Could you show all lines in the entries below that contain the string "list"?

** Data shown follows **

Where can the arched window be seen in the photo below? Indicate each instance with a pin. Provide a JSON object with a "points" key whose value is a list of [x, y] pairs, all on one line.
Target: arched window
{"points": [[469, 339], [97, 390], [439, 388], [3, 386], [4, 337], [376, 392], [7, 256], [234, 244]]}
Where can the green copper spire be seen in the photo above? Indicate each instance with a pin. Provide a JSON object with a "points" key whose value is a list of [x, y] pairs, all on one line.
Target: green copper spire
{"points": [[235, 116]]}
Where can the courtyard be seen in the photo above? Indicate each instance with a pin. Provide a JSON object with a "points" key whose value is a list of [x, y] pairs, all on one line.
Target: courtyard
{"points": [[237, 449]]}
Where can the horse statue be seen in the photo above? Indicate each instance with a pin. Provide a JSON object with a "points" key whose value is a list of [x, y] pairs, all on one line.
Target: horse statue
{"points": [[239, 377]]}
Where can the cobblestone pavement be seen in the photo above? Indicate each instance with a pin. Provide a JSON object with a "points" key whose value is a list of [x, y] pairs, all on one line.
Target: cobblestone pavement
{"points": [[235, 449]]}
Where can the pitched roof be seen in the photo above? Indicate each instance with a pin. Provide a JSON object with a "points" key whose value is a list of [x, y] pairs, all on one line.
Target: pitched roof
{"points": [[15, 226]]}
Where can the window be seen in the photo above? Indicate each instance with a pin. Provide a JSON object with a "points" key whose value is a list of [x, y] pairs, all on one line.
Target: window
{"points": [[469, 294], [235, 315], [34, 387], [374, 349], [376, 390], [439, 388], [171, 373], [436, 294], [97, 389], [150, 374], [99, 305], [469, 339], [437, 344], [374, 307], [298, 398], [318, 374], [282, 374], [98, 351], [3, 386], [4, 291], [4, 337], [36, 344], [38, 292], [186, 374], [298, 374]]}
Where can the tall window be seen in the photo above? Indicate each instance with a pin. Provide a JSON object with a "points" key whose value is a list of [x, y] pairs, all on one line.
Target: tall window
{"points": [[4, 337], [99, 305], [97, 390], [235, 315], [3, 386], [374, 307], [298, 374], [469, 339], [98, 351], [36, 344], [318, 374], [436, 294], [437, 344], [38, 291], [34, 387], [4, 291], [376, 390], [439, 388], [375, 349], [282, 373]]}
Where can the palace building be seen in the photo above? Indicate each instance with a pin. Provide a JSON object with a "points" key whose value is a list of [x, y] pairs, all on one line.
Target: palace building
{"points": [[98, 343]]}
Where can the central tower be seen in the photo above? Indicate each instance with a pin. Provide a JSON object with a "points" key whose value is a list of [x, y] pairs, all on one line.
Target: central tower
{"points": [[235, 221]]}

** End of Data shown **

» Exercise output:
Where can the arched window be seen in the photo below? Indicate each instance with a pin. Provide a JSON object with a "points" key whose value is a list of [x, y] pairs, all on one line.
Where can the green copper spire be seen in the photo above? Indicate each instance with a pin. Provide a JSON object with a "points" key whose value is a list of [x, y] pairs, all on one line.
Where can the courtyard be seen in the photo above? Indicate each instance with a pin. Provide a JSON object with a "points" key whose value is a list of [x, y] pairs, all on one line.
Where can the horse statue be seen in the photo above? Indicate each instance with a pin. Provide a JSON object with a "points" key whose value is a list of [x, y] pairs, all on one line.
Where can the cobblestone pavement be seen in the photo above? Indicate each instance with a pin. Provide a JSON object with a "points" key whose value is a list of [x, y] pairs, all on one line.
Where can the pitched roof be seen in the photo above? Indicate each instance with a pin. Provide a JSON object with a "points" key whose value is a list of [x, y] pairs, all on one line.
Where can the window be seen in the photo above? Indicate each instance with a pin. Provide a JSON object with a "points" key whose value is a list of [x, y] pairs, all on one line.
Where can the tall window be seen in the photo above? Indicate each instance with a pin. Provide a JSON object with a "points" key whose value is a list of [x, y] pairs, all on one line.
Where can the palace building be seen in the photo above? Indicate each instance with a pin. Provide a JSON object with a "points" key whose value is a list of [x, y] pairs, all on one line.
Where can the central tower be seen in the photo above? Indicate each instance with a pin. Provide a JSON object with a "points" key whose value is a list of [x, y] pairs, all on one line.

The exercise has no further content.